=== WHAT THE TASK ASKS ===
Pull out each line below that contains the string "slope", and copy those lines with nothing else.

Stored dataset entries:
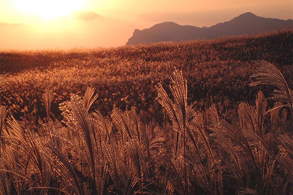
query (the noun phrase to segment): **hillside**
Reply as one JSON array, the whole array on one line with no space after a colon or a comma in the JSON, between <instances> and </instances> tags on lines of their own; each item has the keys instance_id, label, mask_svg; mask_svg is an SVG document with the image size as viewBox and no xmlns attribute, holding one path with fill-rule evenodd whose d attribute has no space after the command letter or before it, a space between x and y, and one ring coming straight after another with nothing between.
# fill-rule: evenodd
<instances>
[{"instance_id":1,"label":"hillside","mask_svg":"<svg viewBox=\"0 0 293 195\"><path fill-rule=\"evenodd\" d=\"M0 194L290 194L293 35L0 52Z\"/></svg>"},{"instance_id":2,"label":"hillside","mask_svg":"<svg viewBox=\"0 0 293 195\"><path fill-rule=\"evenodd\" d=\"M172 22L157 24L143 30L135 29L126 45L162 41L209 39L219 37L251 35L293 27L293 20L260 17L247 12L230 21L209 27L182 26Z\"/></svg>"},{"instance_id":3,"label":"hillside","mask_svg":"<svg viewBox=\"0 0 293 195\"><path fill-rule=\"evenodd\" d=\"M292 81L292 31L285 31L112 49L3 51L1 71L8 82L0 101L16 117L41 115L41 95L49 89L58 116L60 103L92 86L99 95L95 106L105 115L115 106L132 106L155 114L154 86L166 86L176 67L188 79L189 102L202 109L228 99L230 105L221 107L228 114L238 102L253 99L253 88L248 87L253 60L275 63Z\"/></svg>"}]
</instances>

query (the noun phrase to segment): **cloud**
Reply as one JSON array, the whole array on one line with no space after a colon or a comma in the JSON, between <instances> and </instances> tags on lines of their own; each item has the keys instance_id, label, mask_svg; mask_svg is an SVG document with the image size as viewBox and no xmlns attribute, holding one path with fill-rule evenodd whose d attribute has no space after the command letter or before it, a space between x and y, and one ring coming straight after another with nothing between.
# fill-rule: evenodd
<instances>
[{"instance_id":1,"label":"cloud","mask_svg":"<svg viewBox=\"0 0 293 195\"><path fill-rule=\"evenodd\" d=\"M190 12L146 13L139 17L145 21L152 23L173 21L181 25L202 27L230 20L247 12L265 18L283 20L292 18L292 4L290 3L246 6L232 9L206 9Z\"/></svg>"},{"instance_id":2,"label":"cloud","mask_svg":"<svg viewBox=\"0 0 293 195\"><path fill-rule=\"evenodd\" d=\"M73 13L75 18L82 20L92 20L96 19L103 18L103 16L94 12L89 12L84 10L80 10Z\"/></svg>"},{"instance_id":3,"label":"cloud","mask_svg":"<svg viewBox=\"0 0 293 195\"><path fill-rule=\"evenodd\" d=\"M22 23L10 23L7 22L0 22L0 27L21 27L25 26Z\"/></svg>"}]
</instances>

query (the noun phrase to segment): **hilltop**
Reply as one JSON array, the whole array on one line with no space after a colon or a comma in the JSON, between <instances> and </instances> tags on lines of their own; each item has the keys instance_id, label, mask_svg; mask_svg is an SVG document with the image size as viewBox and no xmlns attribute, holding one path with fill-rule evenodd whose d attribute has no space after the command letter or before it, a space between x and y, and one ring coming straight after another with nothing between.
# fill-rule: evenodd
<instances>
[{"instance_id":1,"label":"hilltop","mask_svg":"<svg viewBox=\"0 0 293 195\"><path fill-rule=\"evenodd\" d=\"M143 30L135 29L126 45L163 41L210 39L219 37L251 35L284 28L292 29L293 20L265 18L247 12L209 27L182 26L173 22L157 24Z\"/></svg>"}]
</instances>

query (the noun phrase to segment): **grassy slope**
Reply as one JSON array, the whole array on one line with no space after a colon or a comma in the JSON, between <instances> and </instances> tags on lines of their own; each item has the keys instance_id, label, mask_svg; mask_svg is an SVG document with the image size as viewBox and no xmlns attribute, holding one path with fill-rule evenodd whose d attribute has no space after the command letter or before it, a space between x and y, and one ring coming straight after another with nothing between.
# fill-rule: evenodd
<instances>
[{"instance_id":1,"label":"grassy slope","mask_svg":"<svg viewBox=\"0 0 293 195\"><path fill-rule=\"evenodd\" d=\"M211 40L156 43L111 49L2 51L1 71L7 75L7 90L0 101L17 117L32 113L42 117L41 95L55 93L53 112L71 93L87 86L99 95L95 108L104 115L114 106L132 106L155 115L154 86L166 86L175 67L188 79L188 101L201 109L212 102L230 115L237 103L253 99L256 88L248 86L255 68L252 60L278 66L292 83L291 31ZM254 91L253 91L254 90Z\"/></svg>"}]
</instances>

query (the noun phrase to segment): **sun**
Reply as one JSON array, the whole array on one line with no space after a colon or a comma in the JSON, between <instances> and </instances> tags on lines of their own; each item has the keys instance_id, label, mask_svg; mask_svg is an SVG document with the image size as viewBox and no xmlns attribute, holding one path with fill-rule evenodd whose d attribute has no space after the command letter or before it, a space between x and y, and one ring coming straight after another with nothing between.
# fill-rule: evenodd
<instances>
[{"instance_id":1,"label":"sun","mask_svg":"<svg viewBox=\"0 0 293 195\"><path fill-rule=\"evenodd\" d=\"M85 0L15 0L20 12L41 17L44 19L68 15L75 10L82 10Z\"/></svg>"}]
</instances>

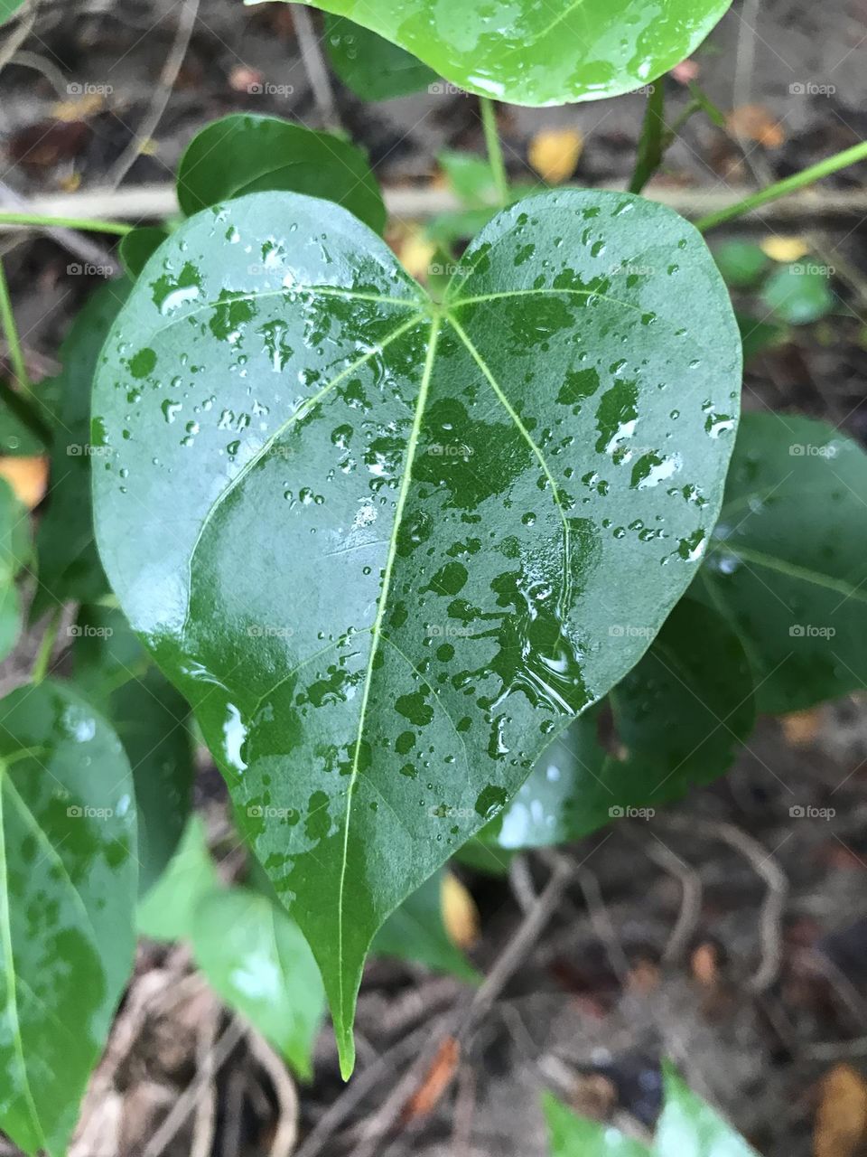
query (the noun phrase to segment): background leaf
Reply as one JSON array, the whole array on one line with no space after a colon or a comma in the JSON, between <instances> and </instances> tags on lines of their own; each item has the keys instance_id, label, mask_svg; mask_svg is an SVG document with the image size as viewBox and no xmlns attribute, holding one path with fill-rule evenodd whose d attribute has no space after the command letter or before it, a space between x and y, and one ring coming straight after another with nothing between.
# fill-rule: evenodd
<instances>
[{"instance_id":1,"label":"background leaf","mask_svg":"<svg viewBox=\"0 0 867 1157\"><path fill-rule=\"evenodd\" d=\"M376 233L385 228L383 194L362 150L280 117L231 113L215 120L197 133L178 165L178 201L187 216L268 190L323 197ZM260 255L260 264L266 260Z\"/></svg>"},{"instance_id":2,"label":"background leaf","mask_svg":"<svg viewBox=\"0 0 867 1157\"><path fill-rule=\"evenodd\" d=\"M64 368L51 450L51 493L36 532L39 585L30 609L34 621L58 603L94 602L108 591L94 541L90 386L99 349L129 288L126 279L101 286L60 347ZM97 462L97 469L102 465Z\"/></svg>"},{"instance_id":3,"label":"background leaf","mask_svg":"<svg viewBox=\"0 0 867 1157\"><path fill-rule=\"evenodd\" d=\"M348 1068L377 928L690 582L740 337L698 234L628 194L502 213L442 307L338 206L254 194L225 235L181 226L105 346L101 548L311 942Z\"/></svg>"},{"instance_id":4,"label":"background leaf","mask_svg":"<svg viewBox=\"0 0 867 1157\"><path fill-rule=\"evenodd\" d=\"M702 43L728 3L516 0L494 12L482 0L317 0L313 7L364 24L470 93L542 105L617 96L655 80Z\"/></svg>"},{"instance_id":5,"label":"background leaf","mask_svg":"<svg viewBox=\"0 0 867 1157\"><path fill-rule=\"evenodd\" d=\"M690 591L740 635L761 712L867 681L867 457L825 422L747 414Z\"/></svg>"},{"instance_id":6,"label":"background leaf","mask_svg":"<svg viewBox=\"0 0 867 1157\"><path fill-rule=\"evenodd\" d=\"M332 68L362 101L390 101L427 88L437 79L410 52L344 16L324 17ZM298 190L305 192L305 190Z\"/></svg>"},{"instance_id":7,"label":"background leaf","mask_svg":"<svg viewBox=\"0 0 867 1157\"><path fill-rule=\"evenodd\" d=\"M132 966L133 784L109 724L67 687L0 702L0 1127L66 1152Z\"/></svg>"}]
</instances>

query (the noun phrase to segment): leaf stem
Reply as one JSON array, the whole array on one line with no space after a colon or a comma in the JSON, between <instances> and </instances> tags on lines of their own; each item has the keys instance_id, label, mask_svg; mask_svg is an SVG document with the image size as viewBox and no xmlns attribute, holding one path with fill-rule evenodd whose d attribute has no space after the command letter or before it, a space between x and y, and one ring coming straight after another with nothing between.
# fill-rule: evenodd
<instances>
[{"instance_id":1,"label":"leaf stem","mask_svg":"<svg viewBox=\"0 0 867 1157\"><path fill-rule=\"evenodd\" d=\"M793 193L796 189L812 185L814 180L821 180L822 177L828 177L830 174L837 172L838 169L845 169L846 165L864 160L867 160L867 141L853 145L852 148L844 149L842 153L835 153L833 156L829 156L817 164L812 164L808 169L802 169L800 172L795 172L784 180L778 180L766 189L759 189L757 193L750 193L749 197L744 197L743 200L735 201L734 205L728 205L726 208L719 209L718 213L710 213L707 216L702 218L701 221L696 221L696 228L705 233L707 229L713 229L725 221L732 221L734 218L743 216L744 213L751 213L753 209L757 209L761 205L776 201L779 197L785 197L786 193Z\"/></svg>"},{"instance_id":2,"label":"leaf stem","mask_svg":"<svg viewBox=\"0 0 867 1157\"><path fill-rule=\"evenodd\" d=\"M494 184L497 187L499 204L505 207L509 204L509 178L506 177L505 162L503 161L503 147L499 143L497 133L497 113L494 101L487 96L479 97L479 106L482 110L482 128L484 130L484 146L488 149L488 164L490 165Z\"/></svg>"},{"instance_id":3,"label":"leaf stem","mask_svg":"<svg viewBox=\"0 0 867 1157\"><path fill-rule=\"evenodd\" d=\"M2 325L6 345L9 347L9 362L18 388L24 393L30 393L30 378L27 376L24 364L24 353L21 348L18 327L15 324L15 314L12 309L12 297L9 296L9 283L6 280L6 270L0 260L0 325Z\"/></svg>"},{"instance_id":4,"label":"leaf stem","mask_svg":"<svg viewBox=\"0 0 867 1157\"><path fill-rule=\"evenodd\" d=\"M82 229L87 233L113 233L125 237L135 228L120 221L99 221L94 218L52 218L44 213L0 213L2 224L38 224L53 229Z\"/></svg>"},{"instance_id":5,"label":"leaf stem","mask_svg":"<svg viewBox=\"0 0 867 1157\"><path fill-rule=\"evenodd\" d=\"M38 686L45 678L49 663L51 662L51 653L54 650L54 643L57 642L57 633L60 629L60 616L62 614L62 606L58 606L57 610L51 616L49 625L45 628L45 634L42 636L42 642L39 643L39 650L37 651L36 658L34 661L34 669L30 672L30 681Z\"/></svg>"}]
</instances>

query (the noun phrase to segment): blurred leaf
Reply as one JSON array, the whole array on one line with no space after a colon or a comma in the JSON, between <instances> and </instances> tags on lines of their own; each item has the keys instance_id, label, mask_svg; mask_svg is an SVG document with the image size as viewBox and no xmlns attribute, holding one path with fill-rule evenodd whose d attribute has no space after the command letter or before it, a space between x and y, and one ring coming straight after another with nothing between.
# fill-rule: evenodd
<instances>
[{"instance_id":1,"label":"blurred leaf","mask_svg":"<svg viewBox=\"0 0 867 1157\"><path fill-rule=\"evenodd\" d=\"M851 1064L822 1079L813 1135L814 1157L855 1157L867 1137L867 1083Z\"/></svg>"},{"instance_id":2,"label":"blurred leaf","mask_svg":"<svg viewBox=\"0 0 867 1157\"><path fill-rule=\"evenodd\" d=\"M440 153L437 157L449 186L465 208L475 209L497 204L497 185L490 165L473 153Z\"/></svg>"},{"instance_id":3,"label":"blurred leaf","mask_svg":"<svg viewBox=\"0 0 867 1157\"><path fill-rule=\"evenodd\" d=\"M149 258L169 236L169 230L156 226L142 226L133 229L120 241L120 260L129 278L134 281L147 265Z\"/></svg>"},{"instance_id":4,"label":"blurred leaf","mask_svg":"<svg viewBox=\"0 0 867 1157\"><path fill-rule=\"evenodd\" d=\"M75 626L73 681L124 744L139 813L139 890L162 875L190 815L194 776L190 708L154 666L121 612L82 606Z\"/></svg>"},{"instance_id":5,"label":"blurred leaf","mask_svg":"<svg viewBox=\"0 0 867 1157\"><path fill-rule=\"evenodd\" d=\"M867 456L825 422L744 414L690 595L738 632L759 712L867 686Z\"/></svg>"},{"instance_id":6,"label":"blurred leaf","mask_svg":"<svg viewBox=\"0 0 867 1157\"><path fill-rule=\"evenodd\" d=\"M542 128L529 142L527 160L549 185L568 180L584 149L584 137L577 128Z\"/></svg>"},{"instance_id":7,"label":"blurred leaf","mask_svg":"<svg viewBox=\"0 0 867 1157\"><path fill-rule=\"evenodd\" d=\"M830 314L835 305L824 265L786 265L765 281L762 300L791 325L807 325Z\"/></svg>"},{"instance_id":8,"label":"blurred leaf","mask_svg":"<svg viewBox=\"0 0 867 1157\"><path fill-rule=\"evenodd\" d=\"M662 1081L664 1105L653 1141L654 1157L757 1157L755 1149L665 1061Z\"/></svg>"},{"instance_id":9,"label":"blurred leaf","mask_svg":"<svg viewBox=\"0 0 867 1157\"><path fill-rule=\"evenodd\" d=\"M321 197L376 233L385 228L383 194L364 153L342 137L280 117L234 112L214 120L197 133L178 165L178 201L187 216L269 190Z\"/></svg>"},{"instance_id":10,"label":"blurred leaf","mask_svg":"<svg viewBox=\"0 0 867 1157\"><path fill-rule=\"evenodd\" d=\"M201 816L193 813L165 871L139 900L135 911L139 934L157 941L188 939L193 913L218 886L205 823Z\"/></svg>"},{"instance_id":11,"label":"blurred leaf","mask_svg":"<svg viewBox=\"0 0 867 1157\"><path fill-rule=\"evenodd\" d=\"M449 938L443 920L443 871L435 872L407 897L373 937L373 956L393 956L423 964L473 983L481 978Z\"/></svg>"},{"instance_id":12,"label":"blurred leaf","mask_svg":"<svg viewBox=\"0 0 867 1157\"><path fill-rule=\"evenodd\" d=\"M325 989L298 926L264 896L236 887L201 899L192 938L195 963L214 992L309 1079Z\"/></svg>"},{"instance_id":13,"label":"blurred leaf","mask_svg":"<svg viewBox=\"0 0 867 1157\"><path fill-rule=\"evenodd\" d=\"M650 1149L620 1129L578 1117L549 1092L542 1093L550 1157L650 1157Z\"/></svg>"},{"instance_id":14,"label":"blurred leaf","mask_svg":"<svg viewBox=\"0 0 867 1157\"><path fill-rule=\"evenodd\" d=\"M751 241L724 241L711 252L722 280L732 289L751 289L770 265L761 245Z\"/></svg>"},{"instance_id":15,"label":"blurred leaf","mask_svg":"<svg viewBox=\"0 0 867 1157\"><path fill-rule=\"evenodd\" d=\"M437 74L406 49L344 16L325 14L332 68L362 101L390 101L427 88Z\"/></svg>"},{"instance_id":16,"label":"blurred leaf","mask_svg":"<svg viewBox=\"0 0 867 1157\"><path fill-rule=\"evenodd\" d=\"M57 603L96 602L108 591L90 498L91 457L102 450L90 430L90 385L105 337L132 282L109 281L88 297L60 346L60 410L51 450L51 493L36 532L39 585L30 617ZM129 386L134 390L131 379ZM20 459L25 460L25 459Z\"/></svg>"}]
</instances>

=== SOLUTION ===
query (the noun phrase to segment): **grassy slope**
[{"instance_id":1,"label":"grassy slope","mask_svg":"<svg viewBox=\"0 0 293 195\"><path fill-rule=\"evenodd\" d=\"M211 40L156 43L111 49L2 51L1 71L7 75L7 90L0 101L17 117L32 113L42 117L41 95L55 93L53 112L71 93L87 86L99 95L95 108L104 115L114 106L132 106L155 115L154 86L166 86L175 67L188 79L188 101L201 109L212 102L230 115L237 103L253 99L256 88L248 86L255 68L252 60L278 66L292 83L291 31ZM254 91L253 91L254 90Z\"/></svg>"}]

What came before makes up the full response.